### Aim of the task
One number is all that is asked for: the number of lines below that hold the string "instance".

===== Given data

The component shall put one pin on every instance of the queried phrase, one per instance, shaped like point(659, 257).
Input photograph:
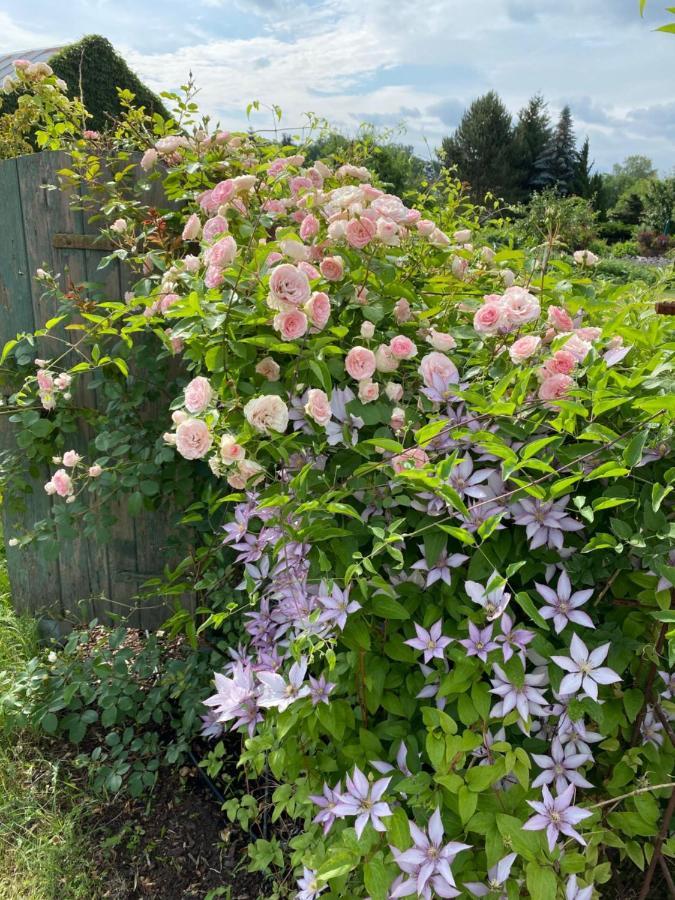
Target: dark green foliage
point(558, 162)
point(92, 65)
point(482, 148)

==========
===== Given data

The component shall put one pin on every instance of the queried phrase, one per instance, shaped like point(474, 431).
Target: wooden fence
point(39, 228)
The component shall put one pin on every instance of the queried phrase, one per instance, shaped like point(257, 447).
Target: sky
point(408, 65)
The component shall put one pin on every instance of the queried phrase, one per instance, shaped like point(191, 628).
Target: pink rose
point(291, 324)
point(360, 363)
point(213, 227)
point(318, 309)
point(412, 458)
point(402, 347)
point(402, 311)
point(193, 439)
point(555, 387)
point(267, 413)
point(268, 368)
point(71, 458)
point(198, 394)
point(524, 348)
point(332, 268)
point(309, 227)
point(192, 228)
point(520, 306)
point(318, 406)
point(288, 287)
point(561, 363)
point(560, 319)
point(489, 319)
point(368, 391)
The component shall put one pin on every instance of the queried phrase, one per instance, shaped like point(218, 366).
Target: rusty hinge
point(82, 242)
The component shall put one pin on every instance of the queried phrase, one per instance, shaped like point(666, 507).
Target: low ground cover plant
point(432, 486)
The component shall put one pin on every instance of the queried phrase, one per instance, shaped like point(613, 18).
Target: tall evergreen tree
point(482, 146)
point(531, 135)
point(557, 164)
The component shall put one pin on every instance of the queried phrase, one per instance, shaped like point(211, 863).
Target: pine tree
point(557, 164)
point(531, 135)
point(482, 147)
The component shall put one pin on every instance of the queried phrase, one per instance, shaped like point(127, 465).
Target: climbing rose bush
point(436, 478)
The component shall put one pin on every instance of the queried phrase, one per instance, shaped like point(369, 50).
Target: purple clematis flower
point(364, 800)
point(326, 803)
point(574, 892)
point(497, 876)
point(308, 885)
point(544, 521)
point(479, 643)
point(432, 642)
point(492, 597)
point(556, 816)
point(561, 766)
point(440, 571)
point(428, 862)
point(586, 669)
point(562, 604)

==========
===== Given data

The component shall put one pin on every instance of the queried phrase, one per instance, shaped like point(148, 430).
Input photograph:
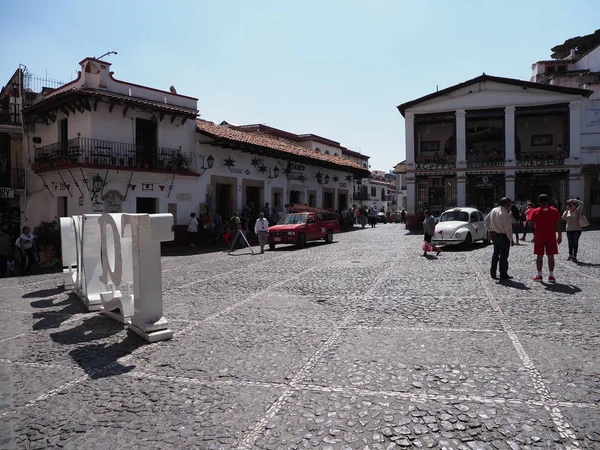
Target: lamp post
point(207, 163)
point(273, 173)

==========

### Written response
11